TEXTAUSZUG:
5000 Menschen operiert er jährlich. Ich habe ihn im OP erlebt, habe gesehen, wie er einen Leistenbruch behandelt, wie er
einen Riesen-Tumor aus dem Darm schnitt, wie er einen Magen entfernte und einen Ersatz aus Dünndarm formte. Habe am Bett einer Patientin gestanden, die mir mit Tränen in den Augen sagt: „Ohne diesen
Professor wäre ich tot.“ Bei dieser Frau hat Teichmann ein Verfahren eingesetzt, das er selbst entwickelt und das weltweit Beachtung gefunden. Der Fachmann kennt das OP-Verfahren als
„Etappenlavage-Therapie“ - der Laie sagt dazu schlichtweg „Reißverschluss.
STERBLICHKEITSRATE DRASTISCH GESENKT
Professor Dr. Wolfgang Teichmann: „ Diese Therapie wird überwiegend bei Bauchfellentzündungen-und Vereiterungen
angewandt. Nach der Operation nähe ich den Bauch nicht gleich wieder zu, sondern nähe in die Bauchdecke ein Filzgeflecht mit einem Schienengleitverschluss. Der sieht aus wie ein Reißverschluss. Auf
diese Weise kann ich täglich, stündlich an den Bauch des Patienten heran, kann Eiter absaugen, kann spülen, kann ihn behandeln, bis er endgültig fit ist. Eine Heilung also in Etappen. Bevor ich
diesen Reißverschluss entwickelt habe, sind viele Patienten unmittelbar nach der Operation zugenäht worden... und leider ein paar Tage danach gestorben. Denn schließlich waren noch nicht alle
Komplikationen im Bauch ausgeräumt - andererseits waren die Patienten zu schwach, um innerhalb einer kurzen Zeit weitere Eingriffe unter Vollnarkose zu überstehen.“ Der Professor nicht ohne Stolz:
„Diese Therapie hat die Sterblichkeitsrate in diesem Bereich von 80 auf 20 Prozent gesenkt.“
Teichmann, ein smarter Typ mit Goldrandbrille. Als junger Sportstudent in Leipzig lief er die 100 Meter in sage
und schreibe in 10,8 Sekunden. Morgens um sieben ist er in der Klinik, um acht im OP, abends um neun zu Hause, um elf im Bett. Morgens um sieben.... Der Pieper liegt auf dem Nachttisch. „Wenn ich in
Hamburg bin, bin ich rund um die Uhr erreichbar.“ Und er ist immer freundlich, ein Lächeln für jeden Patienten. Stets ein offenes Ohr, ein liebes Wort, ein Streicheln.

GEGEBENE ZEILEN:
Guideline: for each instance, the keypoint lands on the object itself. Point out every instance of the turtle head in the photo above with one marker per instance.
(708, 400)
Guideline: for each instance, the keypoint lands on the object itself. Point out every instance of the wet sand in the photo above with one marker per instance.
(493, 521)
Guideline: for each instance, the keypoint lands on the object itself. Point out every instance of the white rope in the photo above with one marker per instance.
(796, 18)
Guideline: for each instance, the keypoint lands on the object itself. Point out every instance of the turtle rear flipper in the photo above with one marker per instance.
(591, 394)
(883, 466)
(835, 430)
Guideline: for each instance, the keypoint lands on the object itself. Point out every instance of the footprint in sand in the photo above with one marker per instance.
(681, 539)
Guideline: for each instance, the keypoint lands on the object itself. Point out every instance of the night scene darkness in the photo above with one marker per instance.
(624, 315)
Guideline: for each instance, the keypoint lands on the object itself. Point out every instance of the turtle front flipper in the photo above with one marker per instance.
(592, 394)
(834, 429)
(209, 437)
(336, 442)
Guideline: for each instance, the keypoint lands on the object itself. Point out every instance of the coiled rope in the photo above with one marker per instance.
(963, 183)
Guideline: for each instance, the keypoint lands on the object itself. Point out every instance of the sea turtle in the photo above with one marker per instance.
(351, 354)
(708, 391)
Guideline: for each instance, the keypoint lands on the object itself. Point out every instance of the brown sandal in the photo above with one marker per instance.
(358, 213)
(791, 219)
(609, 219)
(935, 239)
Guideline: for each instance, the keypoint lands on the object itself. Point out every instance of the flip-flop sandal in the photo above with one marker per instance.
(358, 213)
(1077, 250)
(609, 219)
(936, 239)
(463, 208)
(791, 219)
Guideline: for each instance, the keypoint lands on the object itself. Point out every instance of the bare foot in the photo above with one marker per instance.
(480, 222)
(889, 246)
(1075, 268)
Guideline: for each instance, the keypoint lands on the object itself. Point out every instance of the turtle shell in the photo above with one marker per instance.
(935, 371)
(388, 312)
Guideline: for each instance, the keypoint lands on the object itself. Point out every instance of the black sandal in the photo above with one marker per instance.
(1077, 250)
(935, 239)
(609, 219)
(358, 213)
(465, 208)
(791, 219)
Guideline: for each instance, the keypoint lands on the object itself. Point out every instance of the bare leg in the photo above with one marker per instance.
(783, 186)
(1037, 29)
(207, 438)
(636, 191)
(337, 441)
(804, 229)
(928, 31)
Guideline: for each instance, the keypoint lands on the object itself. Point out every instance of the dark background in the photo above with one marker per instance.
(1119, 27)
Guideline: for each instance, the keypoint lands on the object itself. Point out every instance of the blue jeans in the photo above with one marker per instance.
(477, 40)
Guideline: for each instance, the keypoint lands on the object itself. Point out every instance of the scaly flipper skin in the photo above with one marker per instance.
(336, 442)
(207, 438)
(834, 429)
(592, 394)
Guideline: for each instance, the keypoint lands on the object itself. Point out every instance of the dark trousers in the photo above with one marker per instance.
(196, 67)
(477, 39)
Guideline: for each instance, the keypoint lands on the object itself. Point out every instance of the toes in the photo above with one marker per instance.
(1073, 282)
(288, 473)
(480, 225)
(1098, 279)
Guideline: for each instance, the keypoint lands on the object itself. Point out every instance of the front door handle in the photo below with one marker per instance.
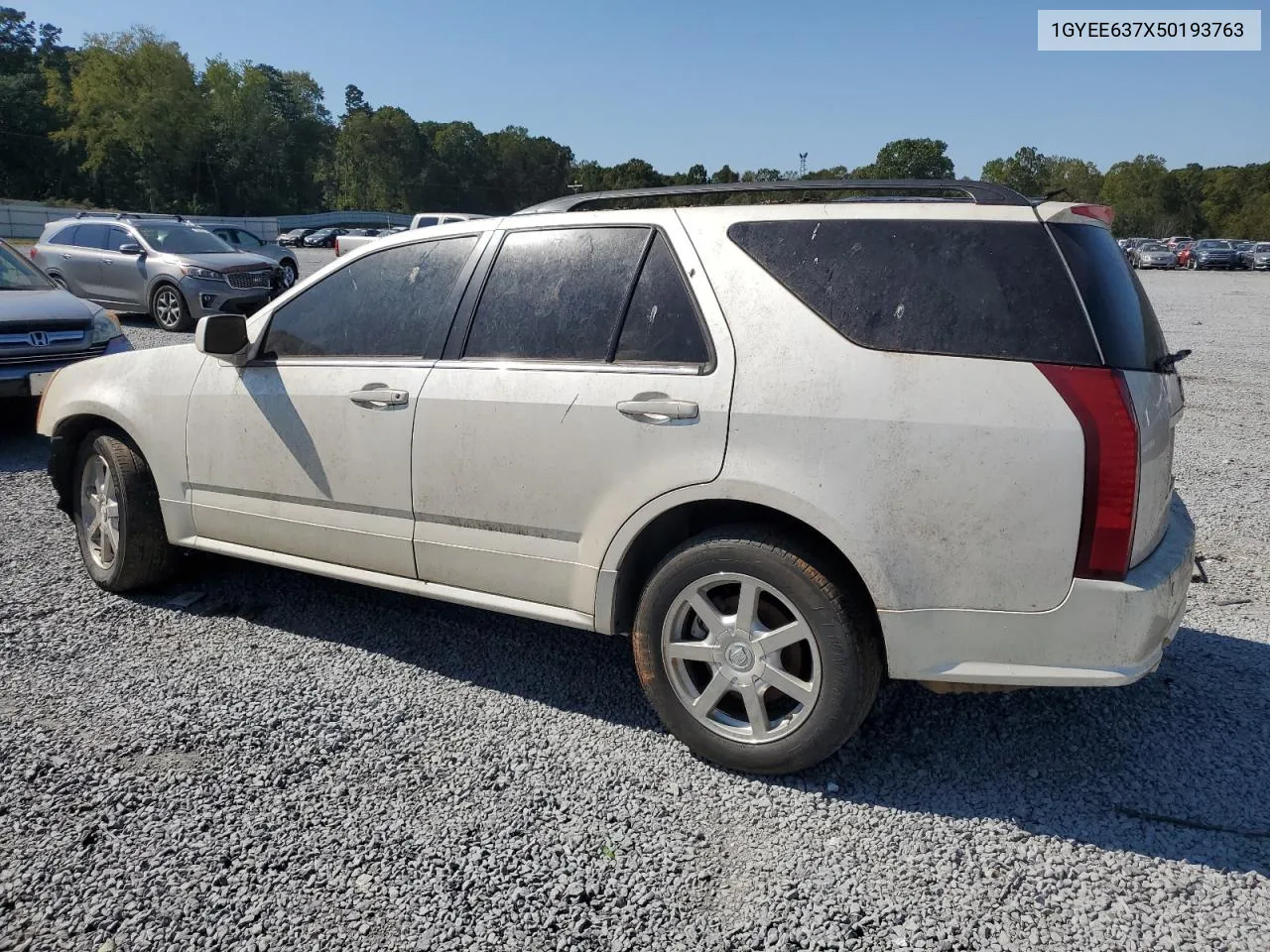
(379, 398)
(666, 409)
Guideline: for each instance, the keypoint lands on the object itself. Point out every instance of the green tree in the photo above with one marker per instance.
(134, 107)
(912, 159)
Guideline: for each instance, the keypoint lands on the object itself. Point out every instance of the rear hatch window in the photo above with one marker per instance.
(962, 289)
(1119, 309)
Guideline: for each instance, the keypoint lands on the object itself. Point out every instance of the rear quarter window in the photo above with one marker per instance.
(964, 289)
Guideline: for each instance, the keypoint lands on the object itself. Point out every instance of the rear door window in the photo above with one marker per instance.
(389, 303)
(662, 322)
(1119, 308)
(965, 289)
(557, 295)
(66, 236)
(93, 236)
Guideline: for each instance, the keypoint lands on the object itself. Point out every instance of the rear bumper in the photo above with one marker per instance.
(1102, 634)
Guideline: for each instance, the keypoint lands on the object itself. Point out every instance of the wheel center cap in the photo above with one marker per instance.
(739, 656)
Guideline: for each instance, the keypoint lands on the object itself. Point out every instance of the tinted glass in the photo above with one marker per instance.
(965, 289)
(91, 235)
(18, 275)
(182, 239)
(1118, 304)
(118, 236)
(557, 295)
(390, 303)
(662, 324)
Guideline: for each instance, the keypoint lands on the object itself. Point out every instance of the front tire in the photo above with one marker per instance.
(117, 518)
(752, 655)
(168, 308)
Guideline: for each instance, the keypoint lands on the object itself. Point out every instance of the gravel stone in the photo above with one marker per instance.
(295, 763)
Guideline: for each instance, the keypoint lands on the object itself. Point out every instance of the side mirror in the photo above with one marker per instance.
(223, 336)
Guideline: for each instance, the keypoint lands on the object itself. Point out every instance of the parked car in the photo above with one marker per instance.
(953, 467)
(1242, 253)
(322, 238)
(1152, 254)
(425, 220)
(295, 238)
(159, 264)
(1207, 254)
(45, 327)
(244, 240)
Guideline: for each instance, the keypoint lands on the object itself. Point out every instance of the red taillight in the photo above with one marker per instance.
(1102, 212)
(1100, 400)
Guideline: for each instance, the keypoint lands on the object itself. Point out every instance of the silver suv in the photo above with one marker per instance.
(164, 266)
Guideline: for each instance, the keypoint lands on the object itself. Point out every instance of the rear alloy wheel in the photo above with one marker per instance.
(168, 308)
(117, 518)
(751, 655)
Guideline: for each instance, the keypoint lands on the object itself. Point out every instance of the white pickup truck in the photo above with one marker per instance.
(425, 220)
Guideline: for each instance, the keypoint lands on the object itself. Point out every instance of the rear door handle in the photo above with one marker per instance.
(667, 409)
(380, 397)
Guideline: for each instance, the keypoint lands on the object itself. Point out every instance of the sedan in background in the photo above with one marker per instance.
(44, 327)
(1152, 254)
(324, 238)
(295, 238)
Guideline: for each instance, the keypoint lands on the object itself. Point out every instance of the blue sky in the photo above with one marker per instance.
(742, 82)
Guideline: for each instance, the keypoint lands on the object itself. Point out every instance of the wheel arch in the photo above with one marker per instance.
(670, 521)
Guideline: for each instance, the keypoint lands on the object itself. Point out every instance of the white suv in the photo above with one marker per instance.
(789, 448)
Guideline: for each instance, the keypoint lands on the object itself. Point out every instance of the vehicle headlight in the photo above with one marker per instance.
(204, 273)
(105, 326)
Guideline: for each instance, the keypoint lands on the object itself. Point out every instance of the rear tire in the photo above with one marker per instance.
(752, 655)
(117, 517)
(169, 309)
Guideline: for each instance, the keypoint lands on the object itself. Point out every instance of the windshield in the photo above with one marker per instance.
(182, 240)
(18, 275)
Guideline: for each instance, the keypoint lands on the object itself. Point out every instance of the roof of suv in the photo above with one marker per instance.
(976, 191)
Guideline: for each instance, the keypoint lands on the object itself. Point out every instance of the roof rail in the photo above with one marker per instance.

AUFGABENSTELLUNG:
Führe den Text über den Chirurgen Wolfgang Teichmann nach seinem letzten Satz weiter. Die Zeilen stammen aus einer anderen Quelle als der Textauszug.

LÖSUNG:
Was mich besonders beeindruckte, ist eine Geste, die er eingeführt hat. Wann immer eine OP beendet ist, setzt er sich
oder einer seiner Operateure ans Telefon und ruft die Angehörigen an. Teichmann: „Das kostet fünf, sechs Sekunden... aber ist für die Menschen, die zu Hause sitzen und bibbern, doch eine
Riesenerleichterung. Ich höre jedes Mal, wie denen der Stein vom Herzen fällt.“
Ja, was eigentlich in jeder Klinik selbstverständlich sein sollte – dass der Patient im Mittelpunkt steht: Bei
Teichmann wird es wirklich praktiziert. Ein Beispiel ist die Tumorkonferenz, in dieser Form einmalig in Hamburg. Viermal in der Woche sitzen alle Kapazitäten zusammen, betrachten jede digitalisierte
Röntgenaufnahme von Tumor-Patienten. Der Spezialist: „Und dann entscheiden wir gemeinsam, wie wir vorgehen. Erst OP und dann Chemo, oder Bestrahlung keine OP... wie auch immer. Jede Entscheidung ist
eine Teamentscheidung.“ Ich frage: „Der Krebs hat also immer weniger Chancen?“ Teichmann relativiert: „Der Krebs ist ein mächtiger Gegner. Aber wir bekämpfen ihn auf allerhöchstem
Niveau.“
Die Nachfolge von Prof. Dr. Wolfgang Teichmann an der Asklepios Klinik in Hamburg Altona hat Prof. Dr. med. Wolfgang Schwenk 2009 angetreten.